*WHAT NEEDS TO BE DONE*
Please write out exactly the lines that begin at the line containing "If you could pick out the person" and run to the end of the records.

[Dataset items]

-------------------------

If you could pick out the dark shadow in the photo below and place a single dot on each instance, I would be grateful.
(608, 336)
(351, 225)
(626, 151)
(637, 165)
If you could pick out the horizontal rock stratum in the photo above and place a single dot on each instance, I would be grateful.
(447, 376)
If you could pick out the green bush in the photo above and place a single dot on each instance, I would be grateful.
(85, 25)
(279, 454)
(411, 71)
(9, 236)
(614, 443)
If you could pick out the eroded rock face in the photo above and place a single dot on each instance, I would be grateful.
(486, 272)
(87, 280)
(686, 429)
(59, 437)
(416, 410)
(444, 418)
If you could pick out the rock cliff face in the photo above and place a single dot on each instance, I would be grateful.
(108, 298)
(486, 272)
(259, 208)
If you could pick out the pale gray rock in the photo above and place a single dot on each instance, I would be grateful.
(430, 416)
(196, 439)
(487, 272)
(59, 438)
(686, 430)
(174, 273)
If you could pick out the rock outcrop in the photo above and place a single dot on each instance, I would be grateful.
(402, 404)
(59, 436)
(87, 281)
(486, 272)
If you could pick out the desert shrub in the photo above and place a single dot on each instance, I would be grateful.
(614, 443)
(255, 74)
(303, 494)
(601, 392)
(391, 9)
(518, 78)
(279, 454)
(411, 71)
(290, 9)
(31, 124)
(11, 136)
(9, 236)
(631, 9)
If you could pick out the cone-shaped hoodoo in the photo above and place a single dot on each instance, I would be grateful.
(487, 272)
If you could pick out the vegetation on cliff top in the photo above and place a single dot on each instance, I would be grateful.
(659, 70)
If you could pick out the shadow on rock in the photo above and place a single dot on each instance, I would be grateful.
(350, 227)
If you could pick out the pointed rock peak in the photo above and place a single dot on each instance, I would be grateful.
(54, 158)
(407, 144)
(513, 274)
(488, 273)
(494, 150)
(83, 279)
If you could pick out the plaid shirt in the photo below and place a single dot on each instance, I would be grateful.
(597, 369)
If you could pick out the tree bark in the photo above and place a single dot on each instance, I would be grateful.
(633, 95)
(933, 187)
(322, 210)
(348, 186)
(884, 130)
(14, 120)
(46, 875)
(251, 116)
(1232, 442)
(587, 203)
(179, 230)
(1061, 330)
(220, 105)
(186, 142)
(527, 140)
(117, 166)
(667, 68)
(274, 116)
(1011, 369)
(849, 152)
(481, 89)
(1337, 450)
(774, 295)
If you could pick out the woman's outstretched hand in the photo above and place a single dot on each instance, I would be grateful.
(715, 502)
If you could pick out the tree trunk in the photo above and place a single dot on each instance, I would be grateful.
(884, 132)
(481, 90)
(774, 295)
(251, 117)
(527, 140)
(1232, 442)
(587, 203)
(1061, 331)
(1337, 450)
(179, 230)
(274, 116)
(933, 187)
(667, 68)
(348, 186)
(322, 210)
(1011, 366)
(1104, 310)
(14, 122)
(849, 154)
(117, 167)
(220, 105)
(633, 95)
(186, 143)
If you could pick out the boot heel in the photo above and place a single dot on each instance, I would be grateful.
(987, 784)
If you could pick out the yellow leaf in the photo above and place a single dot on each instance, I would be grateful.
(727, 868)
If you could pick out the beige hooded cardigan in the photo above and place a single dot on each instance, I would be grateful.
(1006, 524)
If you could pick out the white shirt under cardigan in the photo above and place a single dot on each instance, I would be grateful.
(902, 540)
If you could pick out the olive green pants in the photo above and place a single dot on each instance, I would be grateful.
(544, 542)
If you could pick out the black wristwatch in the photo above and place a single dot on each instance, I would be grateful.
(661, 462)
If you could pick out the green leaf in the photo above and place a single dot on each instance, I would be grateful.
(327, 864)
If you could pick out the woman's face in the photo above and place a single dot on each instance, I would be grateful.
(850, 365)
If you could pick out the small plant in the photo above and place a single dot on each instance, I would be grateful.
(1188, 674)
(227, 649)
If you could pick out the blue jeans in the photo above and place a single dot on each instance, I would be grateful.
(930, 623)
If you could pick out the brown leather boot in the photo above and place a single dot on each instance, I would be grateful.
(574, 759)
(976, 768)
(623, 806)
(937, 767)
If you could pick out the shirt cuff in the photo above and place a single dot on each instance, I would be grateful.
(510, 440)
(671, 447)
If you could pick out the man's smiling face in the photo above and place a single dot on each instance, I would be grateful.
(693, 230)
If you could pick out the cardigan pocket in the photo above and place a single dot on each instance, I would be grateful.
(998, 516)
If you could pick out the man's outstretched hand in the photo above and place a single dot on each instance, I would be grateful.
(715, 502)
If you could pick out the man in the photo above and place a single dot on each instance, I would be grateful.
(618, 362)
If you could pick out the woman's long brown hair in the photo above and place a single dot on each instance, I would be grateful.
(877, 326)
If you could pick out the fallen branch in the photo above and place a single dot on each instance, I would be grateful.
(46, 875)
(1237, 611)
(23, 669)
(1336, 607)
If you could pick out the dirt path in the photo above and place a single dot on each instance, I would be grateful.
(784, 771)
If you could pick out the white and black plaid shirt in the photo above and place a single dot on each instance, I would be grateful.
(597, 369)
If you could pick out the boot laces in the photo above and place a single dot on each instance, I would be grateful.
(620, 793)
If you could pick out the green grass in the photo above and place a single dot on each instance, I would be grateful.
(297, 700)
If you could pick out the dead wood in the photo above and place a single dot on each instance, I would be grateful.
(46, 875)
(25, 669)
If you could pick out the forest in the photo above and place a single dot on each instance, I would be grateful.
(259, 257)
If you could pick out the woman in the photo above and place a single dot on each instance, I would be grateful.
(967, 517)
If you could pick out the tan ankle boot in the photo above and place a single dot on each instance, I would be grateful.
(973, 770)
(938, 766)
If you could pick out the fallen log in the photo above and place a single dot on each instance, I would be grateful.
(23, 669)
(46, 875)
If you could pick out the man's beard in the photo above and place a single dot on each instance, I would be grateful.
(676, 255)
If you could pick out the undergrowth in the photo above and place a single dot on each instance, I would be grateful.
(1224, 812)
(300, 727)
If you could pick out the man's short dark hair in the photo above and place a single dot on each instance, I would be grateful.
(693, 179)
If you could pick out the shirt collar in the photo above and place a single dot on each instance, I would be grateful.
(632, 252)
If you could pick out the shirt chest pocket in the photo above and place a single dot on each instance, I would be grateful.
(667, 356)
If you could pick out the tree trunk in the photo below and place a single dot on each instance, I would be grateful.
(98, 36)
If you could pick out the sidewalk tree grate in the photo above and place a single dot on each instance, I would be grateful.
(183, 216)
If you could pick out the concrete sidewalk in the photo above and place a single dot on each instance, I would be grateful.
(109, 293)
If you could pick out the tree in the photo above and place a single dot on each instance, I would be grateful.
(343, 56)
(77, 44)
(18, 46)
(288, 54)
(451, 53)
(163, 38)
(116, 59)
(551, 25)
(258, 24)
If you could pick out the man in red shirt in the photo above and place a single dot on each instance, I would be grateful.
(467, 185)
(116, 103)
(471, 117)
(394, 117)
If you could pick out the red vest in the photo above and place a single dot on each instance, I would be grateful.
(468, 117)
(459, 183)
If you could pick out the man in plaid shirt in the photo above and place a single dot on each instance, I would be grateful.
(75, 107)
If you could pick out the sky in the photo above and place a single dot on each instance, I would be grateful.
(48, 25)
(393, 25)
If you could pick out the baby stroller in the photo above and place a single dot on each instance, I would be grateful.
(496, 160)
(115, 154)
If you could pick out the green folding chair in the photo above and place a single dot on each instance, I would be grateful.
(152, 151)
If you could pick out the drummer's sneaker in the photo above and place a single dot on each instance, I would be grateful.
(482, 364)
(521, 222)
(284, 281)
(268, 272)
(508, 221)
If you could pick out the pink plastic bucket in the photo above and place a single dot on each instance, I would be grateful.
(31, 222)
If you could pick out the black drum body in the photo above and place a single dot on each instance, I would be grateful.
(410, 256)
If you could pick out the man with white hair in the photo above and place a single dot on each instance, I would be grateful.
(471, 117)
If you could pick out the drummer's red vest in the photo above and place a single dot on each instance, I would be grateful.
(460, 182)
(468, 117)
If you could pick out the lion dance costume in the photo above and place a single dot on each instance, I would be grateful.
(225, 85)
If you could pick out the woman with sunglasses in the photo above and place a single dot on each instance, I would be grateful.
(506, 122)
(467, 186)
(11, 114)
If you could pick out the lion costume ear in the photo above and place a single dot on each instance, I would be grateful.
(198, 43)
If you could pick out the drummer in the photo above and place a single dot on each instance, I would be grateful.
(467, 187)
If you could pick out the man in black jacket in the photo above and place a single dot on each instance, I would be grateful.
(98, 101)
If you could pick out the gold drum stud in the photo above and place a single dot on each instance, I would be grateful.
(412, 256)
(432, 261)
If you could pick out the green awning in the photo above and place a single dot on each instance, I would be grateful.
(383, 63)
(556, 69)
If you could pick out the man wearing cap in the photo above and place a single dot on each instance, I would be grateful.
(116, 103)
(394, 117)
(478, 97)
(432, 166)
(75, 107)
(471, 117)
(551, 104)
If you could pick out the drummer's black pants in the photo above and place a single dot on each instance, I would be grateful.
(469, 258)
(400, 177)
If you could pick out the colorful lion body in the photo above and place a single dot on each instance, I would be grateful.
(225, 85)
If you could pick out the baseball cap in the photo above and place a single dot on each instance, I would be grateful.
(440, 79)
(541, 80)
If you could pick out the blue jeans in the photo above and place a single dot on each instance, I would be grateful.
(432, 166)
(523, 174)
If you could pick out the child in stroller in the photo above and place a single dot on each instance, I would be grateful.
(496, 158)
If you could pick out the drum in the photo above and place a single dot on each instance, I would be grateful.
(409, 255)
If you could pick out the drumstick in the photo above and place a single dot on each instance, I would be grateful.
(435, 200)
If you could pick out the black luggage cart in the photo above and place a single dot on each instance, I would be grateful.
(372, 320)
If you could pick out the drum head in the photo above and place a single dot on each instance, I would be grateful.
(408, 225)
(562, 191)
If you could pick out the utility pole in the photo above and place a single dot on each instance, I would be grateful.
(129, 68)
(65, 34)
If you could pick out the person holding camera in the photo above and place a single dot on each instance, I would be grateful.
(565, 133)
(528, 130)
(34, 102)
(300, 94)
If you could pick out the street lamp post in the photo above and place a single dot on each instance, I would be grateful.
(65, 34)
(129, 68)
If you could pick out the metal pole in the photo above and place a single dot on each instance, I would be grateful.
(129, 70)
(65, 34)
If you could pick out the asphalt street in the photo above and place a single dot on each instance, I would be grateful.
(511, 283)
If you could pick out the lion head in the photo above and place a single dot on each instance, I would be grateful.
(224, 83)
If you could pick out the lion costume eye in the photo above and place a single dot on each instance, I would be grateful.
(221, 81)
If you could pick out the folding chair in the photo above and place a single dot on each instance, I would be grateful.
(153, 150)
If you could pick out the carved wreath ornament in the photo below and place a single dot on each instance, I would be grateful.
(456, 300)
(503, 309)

-------------------------

*SOLUTION TO THE EXERCISE*
If you could pick out the person holding camera in the photo above and place a single dot on each instance, I would be grateful.
(565, 133)
(528, 130)
(34, 102)
(300, 94)
If you could pick out the street lamp post in the photo above and place a single dot on each instance, I would be grateful.
(65, 34)
(129, 68)
If you could pick out the metal pole in the photo above and place a single dot on each instance, I would be grateful.
(129, 70)
(65, 34)
If you could pick out the asphalt street in the photo above and place a single dot on each instance, I would be grateful.
(511, 283)
If you could pick out the lion head in the photo above and place a single dot on each instance, I would be grateful.
(224, 83)
If you could pick out the lion costume eye in the photo above and place a single dot on each instance, I would be grateful.
(221, 81)
If you could pick out the folding chair in the photo above and place a single dot on each instance, I would be grateful.
(153, 150)
If you could pick out the carved wreath ornament in the photo below and place a single dot on each instance, I would be grateful.
(456, 300)
(503, 309)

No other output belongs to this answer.